TASKS FOR THIS EXERCISE
#1 Name every method the farmers market text offers for evaluating a market's success over time.
#2 Pick up the farmers market text after its final sentence and extend it.

TEXT PROVIDED
○ ○ ○
Anchor vendors are vendors who are popular with customers, have a consistent product, are savvy at booth display, and are willing to help promote and work toward the success of the farmers market organization. Anchor vendors should be placed at either end of the market as well as in the middle to help encourage a steady flow of traffic. The remaining vendors should be placed in between the anchor vendors. Depending on the types of vendors you have at your market, consider how best to pair certain vendors.  

Do you have an anchor vendor that is a bakery and another vendor who sells honey or homemade jams? Placing these two vendors next to each other can help promote sales for both vendors.  


Understanding Anchor Vendors, Farmers Market Coalition Website 

Market Manager Duties and Responsibilities 

 A market manager is responsible for the day-to-day operation of the farmers market. The manager is generally on-site at the market during the entire season and may work during the off-season. The market manager’s job description depends upon the needs of the market and, if a paid position, the available budget. The Farmers Market Coalition recommends compensating a manager based on the market value for the skills they bring to the market and the time they spend ensuring the market is a success.  

In general, market managers attend to the following on-site duties:  

  • Be present from set-up to close, managing daily market functions
  • Resolve conflicts
  • Manage booth allocation and payment
  • Provide pricing and merchandising help to vendors 
  • Manage voucher exchange programs for vendors such as SNAP. 
  • Enforce health and agriculture guidelines and market rules 
  • Organize collection and donation of extra food to food banks 
  • Evaluate the market day/season, including gathering feedback from customers, volunteers, vendors, etc.

 Other duties can include: 

  • Maintain market records 
  • Coordinate special events 
  • Act as liaison between sponsors, board, and vendors 
  • Advertise and promote market 
  • Recruit new vendors 
  • Acquire permits and licensing 
  • Build community relationships 


Understanding and Evaluating the Success of Your Market 

Once a market is established, it will be important to understand its success over time. There are many different methods to help market managers to evaluate the market, such as: 

  • Visitor counts 
  • Visitor surveys 
  • Market day reports 
  • Vendor sales reports 

Each of these tools will help track and measure growth or opportunities for improvement in the market over time. Links to resources for implementing these tools are provided below.
○ ○ ○
[Data items]
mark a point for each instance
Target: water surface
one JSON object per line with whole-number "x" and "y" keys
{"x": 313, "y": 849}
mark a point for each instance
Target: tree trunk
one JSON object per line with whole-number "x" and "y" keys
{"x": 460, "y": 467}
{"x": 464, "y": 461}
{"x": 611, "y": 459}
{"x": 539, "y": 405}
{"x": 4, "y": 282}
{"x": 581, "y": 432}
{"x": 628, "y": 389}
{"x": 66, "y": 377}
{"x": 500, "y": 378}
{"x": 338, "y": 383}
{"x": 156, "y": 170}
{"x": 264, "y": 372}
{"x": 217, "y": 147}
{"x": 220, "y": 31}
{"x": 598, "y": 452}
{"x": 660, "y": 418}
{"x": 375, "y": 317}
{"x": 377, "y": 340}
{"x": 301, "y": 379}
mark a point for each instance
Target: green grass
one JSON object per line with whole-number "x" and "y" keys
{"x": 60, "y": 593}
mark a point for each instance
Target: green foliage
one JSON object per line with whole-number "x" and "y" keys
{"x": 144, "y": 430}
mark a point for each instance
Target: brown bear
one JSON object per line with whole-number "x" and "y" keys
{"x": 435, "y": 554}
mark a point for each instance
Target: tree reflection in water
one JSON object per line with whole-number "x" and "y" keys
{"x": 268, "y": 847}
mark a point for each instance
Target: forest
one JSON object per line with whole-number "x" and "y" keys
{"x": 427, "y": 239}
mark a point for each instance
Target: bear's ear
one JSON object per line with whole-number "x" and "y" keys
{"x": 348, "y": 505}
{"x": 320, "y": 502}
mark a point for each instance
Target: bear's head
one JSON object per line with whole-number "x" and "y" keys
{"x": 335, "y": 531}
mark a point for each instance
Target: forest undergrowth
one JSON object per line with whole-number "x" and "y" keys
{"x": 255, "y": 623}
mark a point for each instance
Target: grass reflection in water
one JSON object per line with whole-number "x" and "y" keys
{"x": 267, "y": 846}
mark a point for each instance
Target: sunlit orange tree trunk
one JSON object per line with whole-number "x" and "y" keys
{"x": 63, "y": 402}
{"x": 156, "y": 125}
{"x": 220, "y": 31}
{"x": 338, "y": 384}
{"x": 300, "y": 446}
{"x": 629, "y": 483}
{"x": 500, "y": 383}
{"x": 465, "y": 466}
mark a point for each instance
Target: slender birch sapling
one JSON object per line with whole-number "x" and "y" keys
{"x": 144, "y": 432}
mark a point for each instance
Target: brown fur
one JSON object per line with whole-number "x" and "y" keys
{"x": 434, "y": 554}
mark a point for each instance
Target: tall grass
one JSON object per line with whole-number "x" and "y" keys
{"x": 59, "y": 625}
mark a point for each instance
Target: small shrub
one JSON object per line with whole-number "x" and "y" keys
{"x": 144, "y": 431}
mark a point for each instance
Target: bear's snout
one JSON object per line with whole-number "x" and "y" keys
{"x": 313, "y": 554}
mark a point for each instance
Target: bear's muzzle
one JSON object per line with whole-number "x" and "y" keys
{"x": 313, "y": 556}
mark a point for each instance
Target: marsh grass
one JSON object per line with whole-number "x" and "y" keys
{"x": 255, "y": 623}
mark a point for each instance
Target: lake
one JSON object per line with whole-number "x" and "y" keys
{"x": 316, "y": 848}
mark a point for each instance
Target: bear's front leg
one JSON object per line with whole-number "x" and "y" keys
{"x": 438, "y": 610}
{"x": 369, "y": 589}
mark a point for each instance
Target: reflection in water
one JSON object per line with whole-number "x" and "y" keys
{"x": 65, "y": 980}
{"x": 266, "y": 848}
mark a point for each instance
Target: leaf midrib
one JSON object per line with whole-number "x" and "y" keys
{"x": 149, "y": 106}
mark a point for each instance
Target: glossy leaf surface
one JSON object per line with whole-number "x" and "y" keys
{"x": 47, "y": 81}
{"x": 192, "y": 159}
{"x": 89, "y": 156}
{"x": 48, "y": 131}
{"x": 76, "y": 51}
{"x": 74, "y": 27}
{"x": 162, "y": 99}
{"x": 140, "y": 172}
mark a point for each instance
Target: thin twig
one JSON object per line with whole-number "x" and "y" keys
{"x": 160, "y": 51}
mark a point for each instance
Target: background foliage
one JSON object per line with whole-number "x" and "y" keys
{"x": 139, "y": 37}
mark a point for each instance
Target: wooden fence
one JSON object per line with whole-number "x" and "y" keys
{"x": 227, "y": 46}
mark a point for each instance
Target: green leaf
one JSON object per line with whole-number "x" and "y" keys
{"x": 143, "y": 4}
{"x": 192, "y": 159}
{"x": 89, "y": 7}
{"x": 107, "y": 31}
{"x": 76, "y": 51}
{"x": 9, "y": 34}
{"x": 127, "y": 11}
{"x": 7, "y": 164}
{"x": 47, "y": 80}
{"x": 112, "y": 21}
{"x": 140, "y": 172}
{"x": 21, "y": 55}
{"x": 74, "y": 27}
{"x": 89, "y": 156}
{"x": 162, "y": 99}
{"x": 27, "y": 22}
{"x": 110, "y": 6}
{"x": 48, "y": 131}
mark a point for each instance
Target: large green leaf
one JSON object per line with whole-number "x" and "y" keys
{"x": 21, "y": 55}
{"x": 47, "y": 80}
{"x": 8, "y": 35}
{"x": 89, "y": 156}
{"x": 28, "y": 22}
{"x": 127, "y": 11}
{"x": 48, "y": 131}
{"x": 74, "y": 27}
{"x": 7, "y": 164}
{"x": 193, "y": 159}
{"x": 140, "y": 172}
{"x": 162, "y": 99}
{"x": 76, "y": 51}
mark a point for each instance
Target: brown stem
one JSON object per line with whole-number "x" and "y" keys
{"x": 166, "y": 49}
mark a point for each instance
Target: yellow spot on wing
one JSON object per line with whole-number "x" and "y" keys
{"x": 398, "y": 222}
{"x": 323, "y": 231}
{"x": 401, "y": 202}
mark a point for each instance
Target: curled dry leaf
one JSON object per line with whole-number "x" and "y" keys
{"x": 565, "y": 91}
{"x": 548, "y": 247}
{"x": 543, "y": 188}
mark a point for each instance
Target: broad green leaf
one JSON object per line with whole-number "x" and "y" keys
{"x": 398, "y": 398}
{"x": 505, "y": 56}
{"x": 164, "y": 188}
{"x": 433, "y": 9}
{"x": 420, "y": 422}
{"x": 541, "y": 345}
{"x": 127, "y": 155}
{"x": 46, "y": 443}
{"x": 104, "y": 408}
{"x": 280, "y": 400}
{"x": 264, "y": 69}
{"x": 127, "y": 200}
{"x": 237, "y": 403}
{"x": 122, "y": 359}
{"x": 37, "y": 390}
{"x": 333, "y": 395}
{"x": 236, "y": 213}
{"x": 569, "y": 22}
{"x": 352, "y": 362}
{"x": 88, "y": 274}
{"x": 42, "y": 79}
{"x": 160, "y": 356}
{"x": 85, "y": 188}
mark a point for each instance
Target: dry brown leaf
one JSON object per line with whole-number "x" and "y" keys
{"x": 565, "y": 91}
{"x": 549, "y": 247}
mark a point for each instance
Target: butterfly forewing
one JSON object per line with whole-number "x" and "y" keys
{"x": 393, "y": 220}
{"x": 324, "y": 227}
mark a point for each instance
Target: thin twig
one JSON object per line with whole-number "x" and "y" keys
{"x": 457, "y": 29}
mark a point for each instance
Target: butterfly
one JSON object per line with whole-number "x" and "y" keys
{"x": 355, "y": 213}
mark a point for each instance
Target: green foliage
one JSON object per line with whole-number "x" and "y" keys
○ ○ ○
EXPECTED RESULTS
#1 Visitor counts, visitor surveys, market day reports, and vendor sales reports.

#2
Customer Feedback  

Providing customers with an opportunity to share their thoughts on each market is another way to collect information about the market and to evaluate its performance. Making available a customer comment box at the market information table is one way to do this. Customer comments can provide ideas and suggestions for ways to quickly improve the market, as well as an opportunity to share praise about the market operations.   

Create a form that includes a space for the customer’s contact information so the market management can follow up with the customer if appropriate. Positive feedback and praise from customers can be used to bolster vendor morale, and constructive criticism can provide immediate information about how the market could improve. 


Farmers Market Metrics: Resources Website

This resource offers information about tracking data and metrics for your market and identifies free how-to resources. 

 Evaluation 101 from FMC, Farmers Market Coalition Website

(direct pdf download)

This resource provides information about designing an evaluation and metrics plan for your market.  

Who Can Sell at Your Farmers Market?  

Most Montana farmers markets feature a range of products, including baked goods and crafts in addition to fresh produce, with an emphasis on homegrown and handmade. The rules you develop for your market should reflect the variety of vendors you hope to attract to your market. Many markets in Montana limit their products to those grown or made within Montana, their respective county, or within a certain radius of the market. 

For example, the Yellowstone Valley Farmers Market requires that produce and food items sold be grown or prepared within a 120-mile radius of Billings. The Ronan market requires that all fruits, vegetables, and foods sold at the market are raised and produced by local growers, and no items imported from outside Western Montana will be offered for resale at the market. This keeps the market’s focus on supporting community vendors, which is part of its mission.  

Your committee may want to consider non-local fruit or produce if the product is not available from a local vendor. Typically, non-local vendors are charged a higher rate to reserve stall space than local vendors. Be sure to clearly state any selling requirements in your market rules. 

Vendor Applications 

Once your market steering committee has decided on the requirements for selling at your market, developing a vendor application process will be the next step in recruiting vendors.  

Consider developing an online vendor application form through a web service such as Google Forms and have it linked on the market’s website as well as having hard copies of the application to distribute. Or, like the Clark Fork River Market, embed the application directly into your website.  

When vendors apply to sell at the market, it is the perfect time to share the market rules and any specific regulations that your county sanitation department may require. If there is information you want to capture about your vendors, such as farm size, distance traveled to the market, or social media handles, include those requests in the application at the beginning of the season.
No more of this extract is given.